PASSAGE FOR REVIEW
Monday, July 17, 2023

The Grumbling of Mondays

The Grumbling of Mondays

 

So, it's another Monday morning, 5:30 by the clock, but I've been up for a couple of hours. This seems to be the new sleep pattern: down around nine, up around three. Despite the warm nights, both cats have taken to sleeping on the bed, and I don't mind.

It has been a week of hard work on both the stone, and the Lost Canyon project. I'll be doing a presentation/performance of the Lost Era slideshow at the closing reception for The Hills Are Alive show at the Whittier Museum on August 5th. I finished re-formatting all the pics for the Arkhaven uploads. I'll be composing the text and image panels this week. I hope to have it all in the cue in the next week or so.

 

I always manage to work myself into a tight cramped space in the stone sculpture, some spot that needs to shaped just so, and almost nowhere to fit the tool into that space to shape it.

 

  And I need to do  something more with the back face of this thing, and I still haven't figured out quite what that something is. This is fun, right?

 




 The morning tour through the bookmarks is depressing as always. I won't even bother with news and current events. 

Thought Experiment:

Imagine a restaurant serving computer generated 3D printed non-nutritional synthetic food simulations.

 Just like real food only without calories or nutritional value!

 People could eat there, have three meals a day, and  stay full and satisfied while slowly starving to death. In this age, and time there would be suckers lined up around the block waiting to get in.

So it is with our newest techno-fetish, AI.

GAB is infested with AI "art" these days. Every horny ass fanboy, and his uncle is "composing" images of anime fetish girl pin-ups in sexy costumes. Fantasy scenes like the covers of cheesy sword and sorcery knock offs are popular as well. Other are making digital abstracts. 

Elsewhere, every wannabe writer is employing the chatbots to compose essays and articles.

It's all shit, and it's creepy as hell. Not one of these clowns could pick up a pencil and draw a cat, or write a paragraph.

Writing is hard work. Art takes a burdensome investment of effort. Both are fraught with failure, and frustration. Pardon the melodramatic metaphor here, but a writer, or an artist picks up a sword, and does battle in the war for Goodness Truth and Beauty. The real guys work very hard to produce food for the soul and spirit. AI clowns are wanabe cooks in the no-food restaurant. They're pretend warriors with imaginary swords.

So that's it for me being all creative, n' stuff. Breakfast is ready and I have things to do.

Thanks for stopping by.

Wednesday, July 12, 2023

Progress and changes

 

Progress and Changes

Here's where the smallstone project stands at the moment.

Later on this morning I'll get back to it.


I'm pleased with where it's going, but improvising doesn't mean working with no plan. It means that the planning and carving play hopscotch. Plan a little, carve a little, plan a little, carve a little . (Music Man, anyone?)

THE DATA
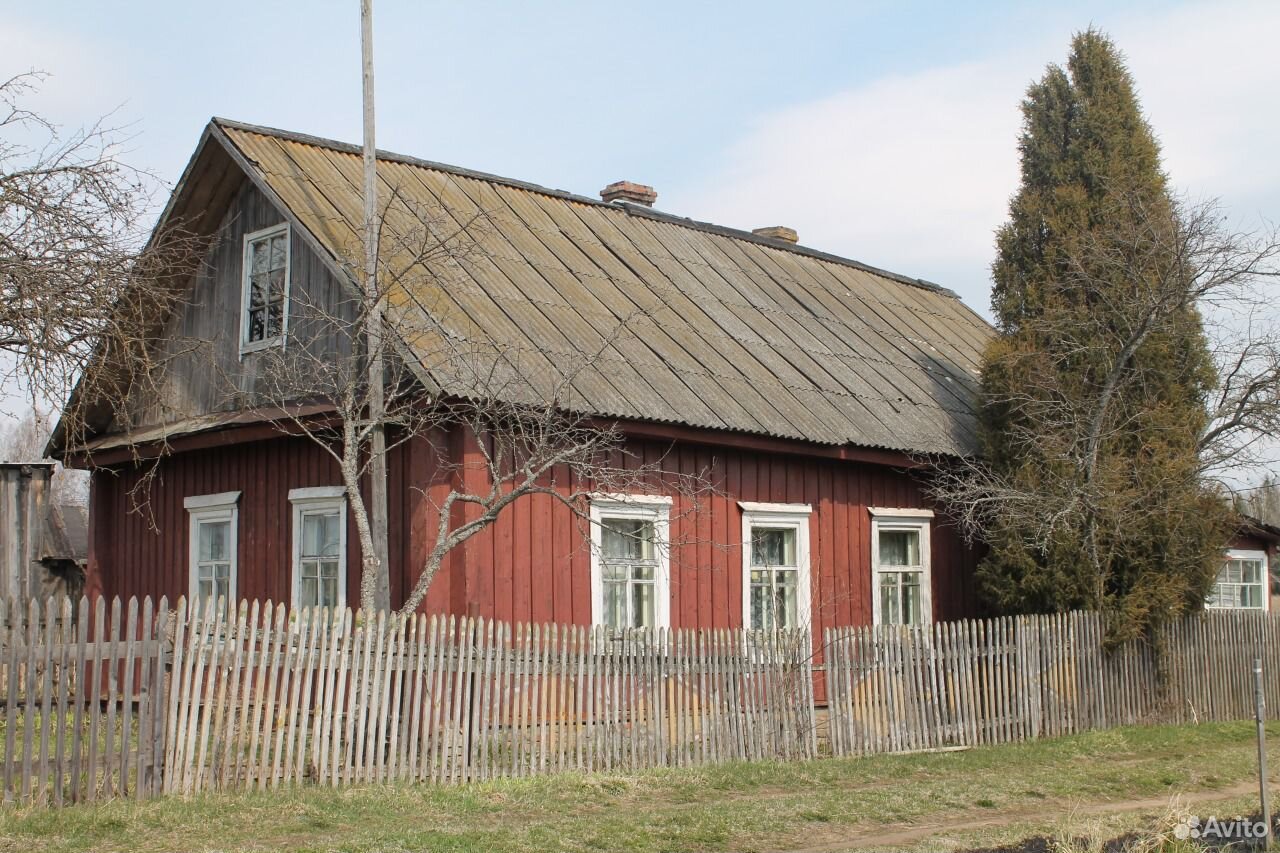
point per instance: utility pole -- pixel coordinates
(379, 585)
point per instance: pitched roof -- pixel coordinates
(694, 323)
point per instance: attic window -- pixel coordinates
(265, 299)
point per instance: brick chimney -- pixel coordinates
(777, 232)
(636, 194)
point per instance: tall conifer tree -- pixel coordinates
(1087, 398)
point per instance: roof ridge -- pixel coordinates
(635, 210)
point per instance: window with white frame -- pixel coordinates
(319, 546)
(265, 299)
(630, 561)
(213, 547)
(775, 565)
(1242, 584)
(900, 566)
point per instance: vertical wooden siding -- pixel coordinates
(534, 564)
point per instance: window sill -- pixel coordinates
(257, 346)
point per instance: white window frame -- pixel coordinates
(223, 506)
(1242, 553)
(778, 515)
(644, 507)
(265, 233)
(904, 519)
(319, 498)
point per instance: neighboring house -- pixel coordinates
(805, 384)
(1247, 579)
(44, 544)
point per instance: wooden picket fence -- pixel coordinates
(136, 699)
(1000, 680)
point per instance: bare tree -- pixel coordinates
(515, 409)
(1174, 260)
(81, 284)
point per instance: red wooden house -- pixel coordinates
(803, 383)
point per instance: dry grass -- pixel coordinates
(1025, 789)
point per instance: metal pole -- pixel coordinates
(1260, 715)
(374, 324)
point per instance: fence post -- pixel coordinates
(1260, 715)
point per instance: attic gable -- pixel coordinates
(735, 332)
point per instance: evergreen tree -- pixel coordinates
(1096, 387)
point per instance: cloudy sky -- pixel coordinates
(881, 131)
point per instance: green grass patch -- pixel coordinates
(762, 806)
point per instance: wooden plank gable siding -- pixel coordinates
(735, 332)
(205, 370)
(534, 564)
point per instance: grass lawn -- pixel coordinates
(1025, 789)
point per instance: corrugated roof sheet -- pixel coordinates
(652, 316)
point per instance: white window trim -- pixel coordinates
(906, 512)
(223, 506)
(645, 507)
(245, 343)
(778, 515)
(1240, 553)
(904, 519)
(311, 500)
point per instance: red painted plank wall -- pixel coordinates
(534, 564)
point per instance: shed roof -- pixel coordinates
(664, 319)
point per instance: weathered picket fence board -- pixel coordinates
(1000, 680)
(110, 699)
(81, 688)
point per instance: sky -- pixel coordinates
(880, 131)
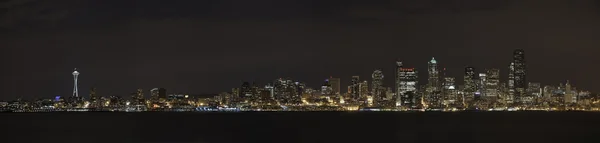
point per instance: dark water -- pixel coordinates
(306, 127)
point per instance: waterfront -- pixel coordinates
(307, 127)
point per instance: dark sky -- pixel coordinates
(209, 46)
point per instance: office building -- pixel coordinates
(355, 87)
(492, 83)
(377, 85)
(406, 85)
(335, 85)
(434, 76)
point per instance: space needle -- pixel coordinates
(75, 91)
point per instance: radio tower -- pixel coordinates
(75, 91)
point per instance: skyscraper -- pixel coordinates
(335, 85)
(364, 89)
(326, 88)
(470, 86)
(406, 85)
(162, 93)
(520, 74)
(469, 80)
(93, 96)
(377, 85)
(569, 97)
(511, 83)
(434, 76)
(481, 88)
(154, 94)
(246, 90)
(75, 90)
(355, 87)
(492, 83)
(450, 92)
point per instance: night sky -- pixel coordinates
(210, 46)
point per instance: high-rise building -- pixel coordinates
(569, 97)
(492, 83)
(406, 85)
(245, 90)
(470, 85)
(482, 79)
(520, 74)
(450, 91)
(355, 87)
(534, 89)
(326, 88)
(162, 93)
(364, 89)
(511, 83)
(434, 76)
(286, 90)
(154, 94)
(75, 89)
(335, 85)
(138, 97)
(377, 85)
(93, 96)
(470, 80)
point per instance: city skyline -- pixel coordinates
(435, 74)
(119, 48)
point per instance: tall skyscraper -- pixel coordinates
(377, 85)
(520, 73)
(470, 86)
(492, 83)
(162, 93)
(434, 76)
(75, 90)
(364, 89)
(355, 87)
(569, 97)
(481, 88)
(154, 94)
(326, 88)
(335, 85)
(534, 89)
(511, 83)
(246, 90)
(450, 92)
(470, 80)
(93, 96)
(406, 85)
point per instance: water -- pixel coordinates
(301, 127)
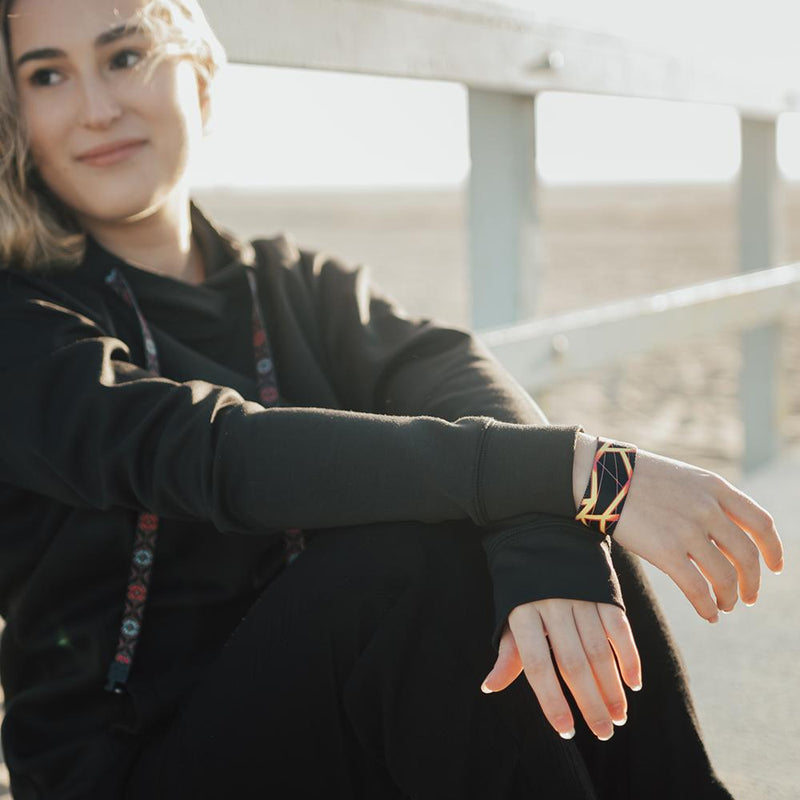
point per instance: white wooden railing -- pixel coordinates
(505, 57)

PROMPT A
Repeat the blog post word for word, beginning at the words "The morning tour" and stopping after "synthetic food simulations.".
PROMPT B
According to the blog post, at what event will the Lost Era slideshow be presented on August 5th?
Please rely on the blog post above and nothing else.

EXERCISE ANSWER A
The morning tour through the bookmarks is depressing as always. I won't even bother with news and current events. 

Thought Experiment:

Imagine a restaurant serving computer generated 3D printed non-nutritional synthetic food simulations.

EXERCISE ANSWER B
The closing reception for The Hills Are Alive show at the Whittier Museum.